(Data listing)
##########

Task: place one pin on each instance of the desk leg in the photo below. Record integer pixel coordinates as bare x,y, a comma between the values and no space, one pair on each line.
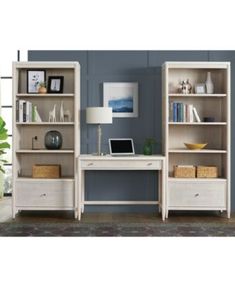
163,189
82,190
79,192
159,191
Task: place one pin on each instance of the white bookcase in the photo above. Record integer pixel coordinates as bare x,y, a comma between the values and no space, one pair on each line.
197,193
46,194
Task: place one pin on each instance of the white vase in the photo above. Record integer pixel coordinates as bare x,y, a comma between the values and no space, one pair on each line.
209,84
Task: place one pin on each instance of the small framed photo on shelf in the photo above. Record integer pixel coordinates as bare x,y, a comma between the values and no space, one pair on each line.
55,84
200,88
122,98
34,78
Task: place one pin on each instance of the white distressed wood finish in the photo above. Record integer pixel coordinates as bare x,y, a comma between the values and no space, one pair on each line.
215,194
121,164
35,194
45,194
139,162
203,194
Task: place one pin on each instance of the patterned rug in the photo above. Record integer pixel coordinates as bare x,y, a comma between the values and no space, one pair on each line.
117,229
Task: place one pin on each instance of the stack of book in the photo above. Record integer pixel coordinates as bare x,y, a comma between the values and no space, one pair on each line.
25,111
180,112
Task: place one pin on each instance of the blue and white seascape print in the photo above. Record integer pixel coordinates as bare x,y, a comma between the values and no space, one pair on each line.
122,105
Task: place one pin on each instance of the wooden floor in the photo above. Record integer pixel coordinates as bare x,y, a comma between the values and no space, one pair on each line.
67,216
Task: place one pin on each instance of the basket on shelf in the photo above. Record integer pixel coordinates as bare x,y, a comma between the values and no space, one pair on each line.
184,171
46,171
207,171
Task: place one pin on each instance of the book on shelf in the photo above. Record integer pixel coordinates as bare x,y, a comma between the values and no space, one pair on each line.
180,112
26,112
196,115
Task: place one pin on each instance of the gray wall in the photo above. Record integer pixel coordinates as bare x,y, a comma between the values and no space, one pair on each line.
143,67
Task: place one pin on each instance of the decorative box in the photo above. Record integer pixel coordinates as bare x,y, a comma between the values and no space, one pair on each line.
46,171
207,171
184,171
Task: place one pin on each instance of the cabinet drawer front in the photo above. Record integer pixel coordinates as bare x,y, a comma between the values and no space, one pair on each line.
45,194
185,194
122,164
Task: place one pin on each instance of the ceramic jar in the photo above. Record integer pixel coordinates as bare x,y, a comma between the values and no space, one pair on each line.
53,140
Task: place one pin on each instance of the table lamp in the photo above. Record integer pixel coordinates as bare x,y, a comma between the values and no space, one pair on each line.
99,115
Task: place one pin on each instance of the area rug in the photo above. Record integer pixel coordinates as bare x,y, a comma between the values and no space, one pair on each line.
117,229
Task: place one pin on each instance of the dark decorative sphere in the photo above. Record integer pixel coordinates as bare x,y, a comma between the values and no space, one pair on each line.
53,140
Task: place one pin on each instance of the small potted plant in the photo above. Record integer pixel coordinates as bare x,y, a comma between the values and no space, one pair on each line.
42,89
148,146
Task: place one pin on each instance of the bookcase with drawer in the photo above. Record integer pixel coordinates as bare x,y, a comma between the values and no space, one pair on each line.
197,193
29,138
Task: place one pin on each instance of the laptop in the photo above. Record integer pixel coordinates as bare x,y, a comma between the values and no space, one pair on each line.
121,146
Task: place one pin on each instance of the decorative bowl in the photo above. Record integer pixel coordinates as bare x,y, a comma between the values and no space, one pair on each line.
195,146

##########

TASK PROMPT => Can you reproduce, word for word, the lines of the records from the one containing "Task: place one pin on each instance of the decorative bowl" through the final line, both included?

PROBLEM SOLUTION =>
Task: place one pin on each instance of the decorative bowl in the photo above. Record integer pixel coordinates as bare x,y, a comma between the values and no space, one pair on each line.
195,146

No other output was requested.